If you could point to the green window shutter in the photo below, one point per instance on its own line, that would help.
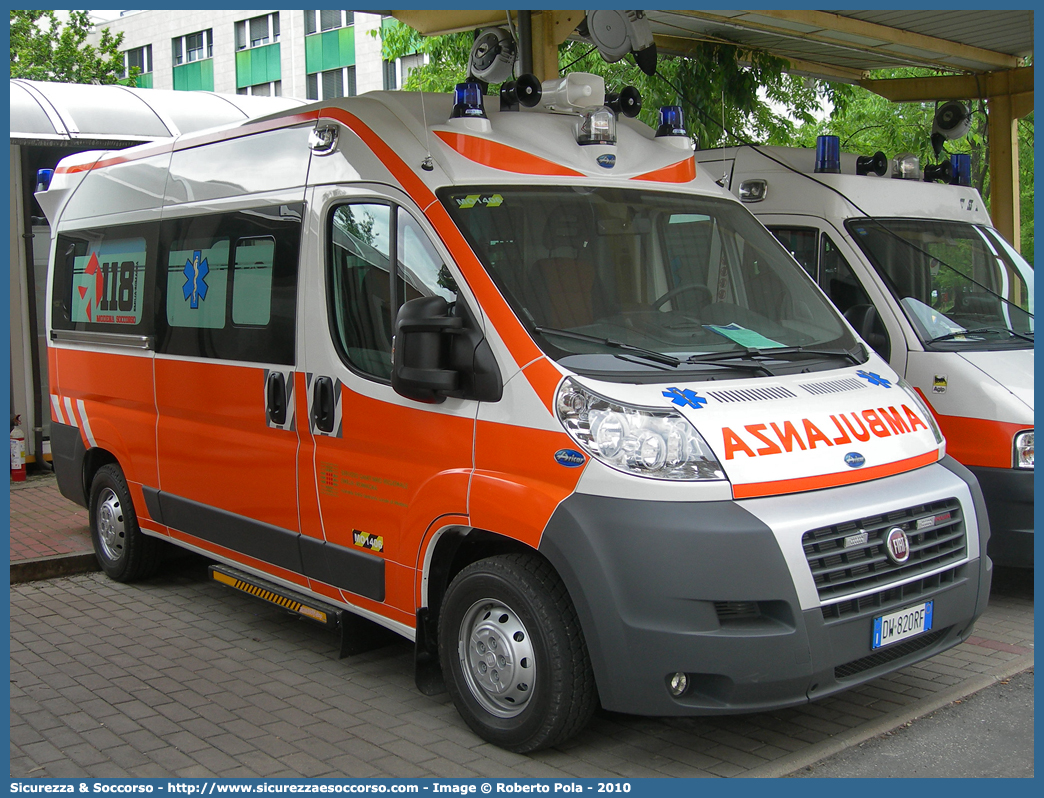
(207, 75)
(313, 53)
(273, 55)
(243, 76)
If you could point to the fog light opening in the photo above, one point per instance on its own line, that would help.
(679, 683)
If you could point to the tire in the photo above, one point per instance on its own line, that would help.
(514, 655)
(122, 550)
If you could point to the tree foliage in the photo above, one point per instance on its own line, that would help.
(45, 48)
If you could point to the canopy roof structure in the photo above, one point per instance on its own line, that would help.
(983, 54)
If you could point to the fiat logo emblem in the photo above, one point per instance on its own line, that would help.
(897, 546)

--*--

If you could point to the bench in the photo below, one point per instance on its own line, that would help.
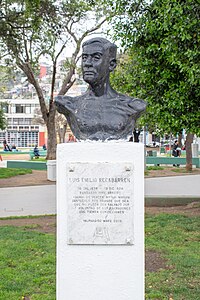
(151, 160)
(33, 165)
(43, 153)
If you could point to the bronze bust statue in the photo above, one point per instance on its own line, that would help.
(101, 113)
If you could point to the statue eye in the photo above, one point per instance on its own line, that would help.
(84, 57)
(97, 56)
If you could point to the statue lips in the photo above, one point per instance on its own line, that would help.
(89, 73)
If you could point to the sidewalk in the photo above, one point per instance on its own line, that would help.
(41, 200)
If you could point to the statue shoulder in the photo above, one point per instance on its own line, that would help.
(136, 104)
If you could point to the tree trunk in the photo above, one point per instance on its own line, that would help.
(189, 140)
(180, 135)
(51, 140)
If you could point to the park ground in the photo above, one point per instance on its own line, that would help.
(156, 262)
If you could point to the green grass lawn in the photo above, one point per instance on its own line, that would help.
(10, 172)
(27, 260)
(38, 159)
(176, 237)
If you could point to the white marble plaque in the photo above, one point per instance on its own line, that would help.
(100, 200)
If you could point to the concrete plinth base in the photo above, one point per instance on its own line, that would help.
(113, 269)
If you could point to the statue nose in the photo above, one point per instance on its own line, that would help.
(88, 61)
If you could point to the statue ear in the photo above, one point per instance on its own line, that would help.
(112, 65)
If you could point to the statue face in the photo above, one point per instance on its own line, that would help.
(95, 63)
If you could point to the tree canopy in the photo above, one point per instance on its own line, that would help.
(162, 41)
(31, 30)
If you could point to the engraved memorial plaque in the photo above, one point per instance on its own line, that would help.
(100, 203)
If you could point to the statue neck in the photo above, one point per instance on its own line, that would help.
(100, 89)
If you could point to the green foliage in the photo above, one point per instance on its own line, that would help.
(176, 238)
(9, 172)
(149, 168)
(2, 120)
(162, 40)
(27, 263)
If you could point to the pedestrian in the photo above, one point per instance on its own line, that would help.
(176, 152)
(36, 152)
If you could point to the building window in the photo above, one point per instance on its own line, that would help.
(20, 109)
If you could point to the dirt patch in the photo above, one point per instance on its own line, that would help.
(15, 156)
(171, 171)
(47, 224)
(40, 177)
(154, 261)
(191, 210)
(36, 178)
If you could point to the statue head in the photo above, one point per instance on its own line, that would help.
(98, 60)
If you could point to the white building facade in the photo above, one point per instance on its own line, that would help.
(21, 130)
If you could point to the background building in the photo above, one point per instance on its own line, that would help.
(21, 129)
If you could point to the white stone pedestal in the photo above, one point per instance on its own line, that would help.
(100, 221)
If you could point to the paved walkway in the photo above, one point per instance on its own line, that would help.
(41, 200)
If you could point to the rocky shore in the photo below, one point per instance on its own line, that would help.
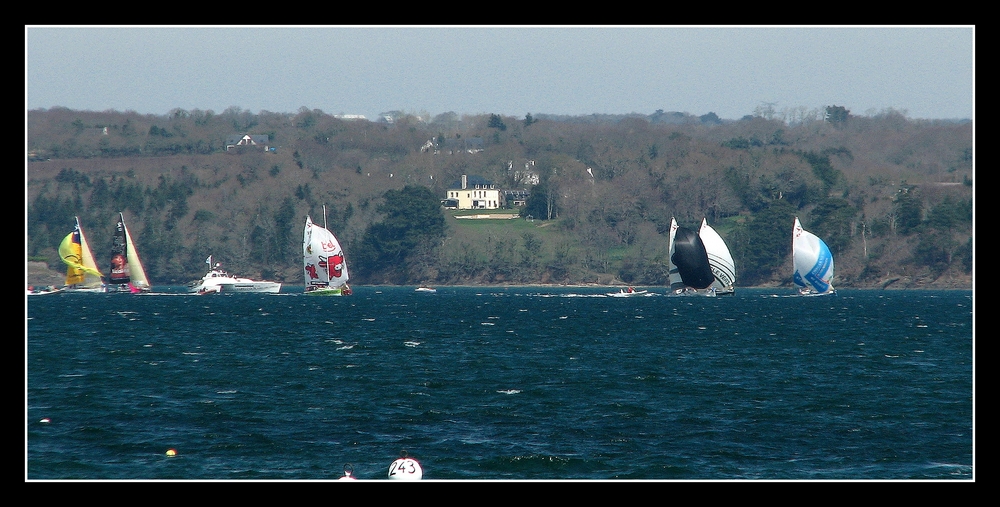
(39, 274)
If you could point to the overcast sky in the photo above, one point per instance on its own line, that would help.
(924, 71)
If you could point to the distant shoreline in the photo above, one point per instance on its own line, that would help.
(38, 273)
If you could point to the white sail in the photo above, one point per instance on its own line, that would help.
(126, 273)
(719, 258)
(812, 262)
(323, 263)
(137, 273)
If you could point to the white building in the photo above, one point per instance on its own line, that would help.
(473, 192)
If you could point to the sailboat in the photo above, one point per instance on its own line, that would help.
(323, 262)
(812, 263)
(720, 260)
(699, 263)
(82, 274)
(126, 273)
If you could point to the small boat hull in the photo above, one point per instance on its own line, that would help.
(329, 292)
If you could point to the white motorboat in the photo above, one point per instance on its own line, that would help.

--*--

> **Task objective**: Please, from the material above, copy only the lines from the line with "If you could point to the overcast" up to and including the line with "If you could point to the white motorboat", exactly as written.

> **Output of the task**:
If you could point to the overcast sky in the photo above, one point per instance on its own line, that would help.
(924, 71)
If you could point to the distant shoreline in the photo above, one point per instance on its own line, that would help.
(38, 273)
If you could point to the white sail in the photo above, one point per instance on its own line, that would help.
(126, 273)
(719, 258)
(812, 262)
(323, 263)
(137, 273)
If you could point to the white building in the photo above, one point per instance on its own line, that would help.
(473, 192)
If you could point to the sailboat in the photo above, one point per instance on its own line, that would help.
(323, 262)
(812, 263)
(720, 260)
(699, 263)
(82, 274)
(126, 273)
If you could point to the small boat hull in the photo above, one point per instance on its own line, that would help.
(329, 292)
If you could point to the white motorboat in the photo above, one point per instance on its own line, that would help.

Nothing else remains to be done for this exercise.